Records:
————————

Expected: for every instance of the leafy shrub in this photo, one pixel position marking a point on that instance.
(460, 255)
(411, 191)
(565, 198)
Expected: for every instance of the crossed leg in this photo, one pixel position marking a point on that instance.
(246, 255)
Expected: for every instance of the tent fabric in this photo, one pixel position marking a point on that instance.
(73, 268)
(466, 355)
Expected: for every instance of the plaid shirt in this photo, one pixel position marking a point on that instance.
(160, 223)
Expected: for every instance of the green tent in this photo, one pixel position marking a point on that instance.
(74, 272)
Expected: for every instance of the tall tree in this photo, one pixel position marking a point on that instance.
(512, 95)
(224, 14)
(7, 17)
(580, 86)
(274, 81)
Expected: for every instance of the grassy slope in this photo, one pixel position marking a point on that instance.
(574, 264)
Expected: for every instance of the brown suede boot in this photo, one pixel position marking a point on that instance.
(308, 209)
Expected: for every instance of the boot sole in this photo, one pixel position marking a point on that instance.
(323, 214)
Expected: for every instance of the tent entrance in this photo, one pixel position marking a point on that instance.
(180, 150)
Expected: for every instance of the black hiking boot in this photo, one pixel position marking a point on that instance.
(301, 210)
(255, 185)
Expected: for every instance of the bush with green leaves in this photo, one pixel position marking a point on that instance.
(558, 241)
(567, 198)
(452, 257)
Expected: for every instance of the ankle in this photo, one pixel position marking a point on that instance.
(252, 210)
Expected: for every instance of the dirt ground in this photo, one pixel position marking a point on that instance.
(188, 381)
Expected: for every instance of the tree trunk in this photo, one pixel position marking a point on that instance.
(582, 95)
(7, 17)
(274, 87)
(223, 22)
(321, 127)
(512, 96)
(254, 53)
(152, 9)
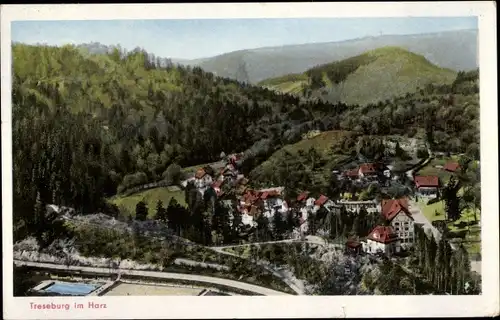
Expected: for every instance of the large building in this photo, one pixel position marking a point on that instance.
(427, 186)
(382, 240)
(397, 213)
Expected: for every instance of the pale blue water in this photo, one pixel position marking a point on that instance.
(73, 289)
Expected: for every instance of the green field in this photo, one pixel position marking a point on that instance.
(431, 170)
(374, 76)
(321, 143)
(473, 231)
(127, 204)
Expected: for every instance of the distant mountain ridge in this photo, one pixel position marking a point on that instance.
(455, 50)
(373, 76)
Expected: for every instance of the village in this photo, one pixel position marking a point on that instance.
(395, 234)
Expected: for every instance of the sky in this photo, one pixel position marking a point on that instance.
(192, 39)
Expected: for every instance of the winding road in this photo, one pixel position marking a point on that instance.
(294, 283)
(157, 275)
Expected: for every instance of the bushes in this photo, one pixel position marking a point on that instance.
(173, 174)
(132, 180)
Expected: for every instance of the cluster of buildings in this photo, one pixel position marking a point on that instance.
(395, 235)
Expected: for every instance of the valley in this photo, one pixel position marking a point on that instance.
(356, 175)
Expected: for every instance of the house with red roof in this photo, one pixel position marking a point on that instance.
(352, 174)
(427, 186)
(324, 202)
(353, 246)
(202, 180)
(397, 213)
(382, 239)
(451, 167)
(217, 186)
(273, 201)
(368, 170)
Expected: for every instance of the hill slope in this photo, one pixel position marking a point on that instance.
(455, 50)
(374, 76)
(134, 120)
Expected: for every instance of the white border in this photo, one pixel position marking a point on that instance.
(486, 304)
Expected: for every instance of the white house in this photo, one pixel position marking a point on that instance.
(382, 239)
(202, 178)
(272, 201)
(396, 212)
(427, 186)
(355, 206)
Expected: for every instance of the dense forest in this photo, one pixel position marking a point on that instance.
(86, 125)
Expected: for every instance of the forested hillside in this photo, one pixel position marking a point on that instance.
(374, 76)
(84, 124)
(456, 50)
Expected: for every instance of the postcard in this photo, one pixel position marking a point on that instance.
(288, 159)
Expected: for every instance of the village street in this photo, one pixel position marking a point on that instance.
(420, 218)
(296, 284)
(156, 274)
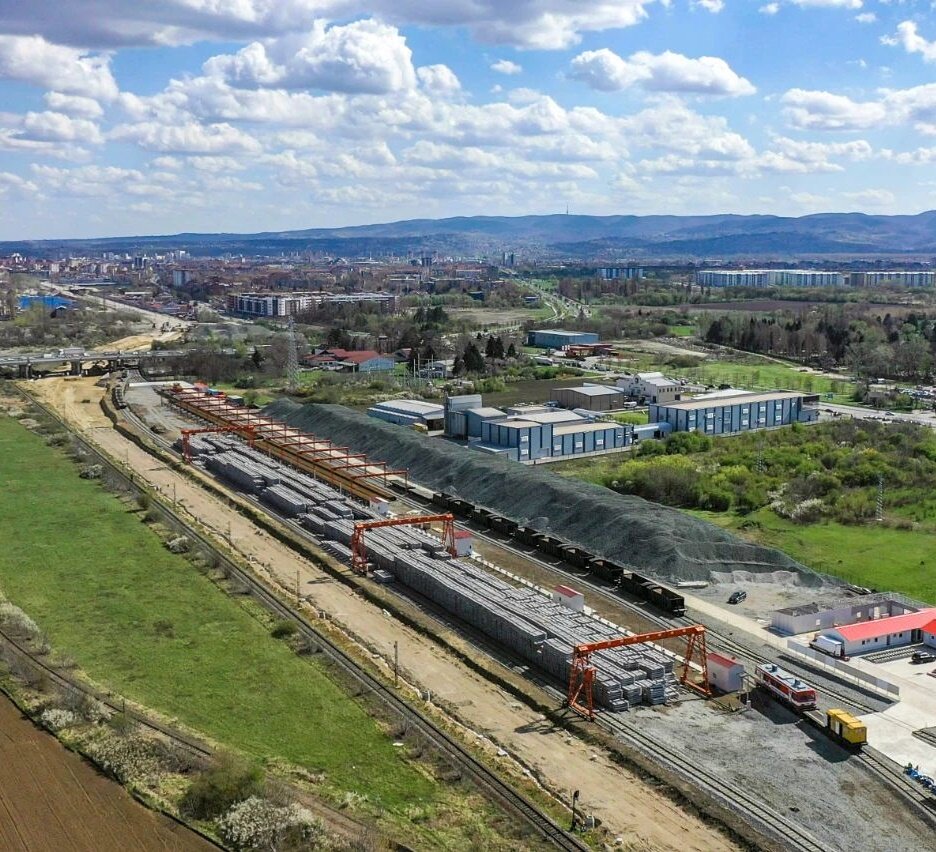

————————

◆ **Requirements**: Reproduce these lines word for word, leaving out the pictures.

◆ **Task result**:
Expected: for every instance of the leafy shrub in this photo, one pixel position marking a point on that instance.
(460, 255)
(411, 191)
(565, 198)
Expected: for every instance of the crossed leg in this photo, one pixel position marking a point on that instance.
(246, 255)
Expected: for every instance of the tent fabric in this photo, one pixel position marking a point on that instance.
(73, 268)
(466, 355)
Expected: for every instance of the plaid shirt in this photo, one pixel position marking a point on that instance.
(160, 223)
Expected: for every instance of the green tent in this photo, one pixel position marking a point on that instance.
(74, 272)
Expected: for every instance of the tall tree in this photo, one pixel position marking a point on that instance.
(512, 95)
(224, 14)
(7, 17)
(580, 86)
(274, 81)
Expected: for every instance of the grassy slope in this photo, one pixel position marking a point on that instance.
(574, 264)
Expected: for every instance of the brown suede boot in this photo, one pixel position marking a point on that instance.
(308, 209)
Expected: for every instance of the boot sole in this photo, one pixel position marking a point on that instance.
(323, 214)
Expected: for every instance of the tent entrance in this photo, one pixel position marking a point on that instance.
(180, 150)
Expected: for every instance of the black hiking boot in this photo, one pixel position marking a point on that instance.
(301, 210)
(255, 185)
Expected: for every instance of the bush with green leaves in this photo, one pixel position marking a point on that instance.
(558, 241)
(567, 198)
(452, 257)
Expected: for every instance of the ankle in this photo, one pixel position marking a point on that instance.
(252, 210)
Expected: for every instance of the dirt ground in this photo, one pixel position marking a point on that instance.
(188, 381)
Expected: for every instance of the tree trunk in this photo, one pixel position marking a point on that instance.
(582, 95)
(7, 17)
(274, 87)
(223, 22)
(321, 127)
(512, 96)
(254, 53)
(152, 9)
Expected: for every instance of the large building in this photo, one pixel position marking a point on that instance.
(427, 186)
(382, 240)
(397, 213)
Expected: for every instance of the pale blue water in this photo, one pixel position marking a point on that instance.
(73, 289)
Expected: for every instance of the green field in this photo, one pixel position marking a point on that instance.
(431, 170)
(374, 76)
(321, 143)
(473, 231)
(127, 204)
Expected: for every instance of the distant mountain ridge in this photo, one pixel position marking a point on that instance.
(455, 50)
(373, 76)
Expected: for every instance of the village in this photo, one pixel position marking a point on that instance.
(395, 234)
Expected: for every instance of the sky in this photo, one pixel position marking a point on that instance.
(192, 39)
Expected: for every instance of the winding road in this photo, one pixel position marking a point on that instance.
(294, 283)
(157, 275)
Expected: for every instance of the bushes in this photo, one pixel position marking a point on that instance.
(173, 174)
(132, 180)
Expected: for every instance of the cluster of buildings in this photo, one pixel position marking a point on that instance.
(395, 235)
Expected: for every instance of the valley in this photo, one pixel position marking a point on that instance.
(356, 175)
Expected: for every instance of the house with red roof in this photo, one pixel position marking a point on that instance.
(352, 174)
(427, 186)
(324, 202)
(353, 246)
(202, 180)
(397, 213)
(382, 239)
(451, 167)
(217, 186)
(273, 201)
(368, 170)
Expected: for every instance of the hill slope in this photo, one pixel position marking a point on that instance.
(455, 50)
(374, 76)
(134, 120)
Expected: for every instance of the white border in this photo, one pixel position marking a point on that instance.
(486, 304)
Expected: for every instance of the white house in this photo, one pixel position marking a point on that instance.
(382, 239)
(202, 178)
(272, 201)
(396, 212)
(427, 186)
(355, 206)
Expected: for every instance of the dense forest in this photo, one pixel position marking a point on that instance.
(86, 125)
Expected: for every instance of the forested hillside in this photo, one pixel position marking a point on that instance.
(374, 76)
(84, 124)
(456, 50)
Expected: for every instance of the postcard in this photo, one pixel position marking a point on that instance.
(288, 159)
Expected: for every instance of the village street in this photo, one pixel position marking a point on that instance.
(420, 218)
(296, 284)
(156, 274)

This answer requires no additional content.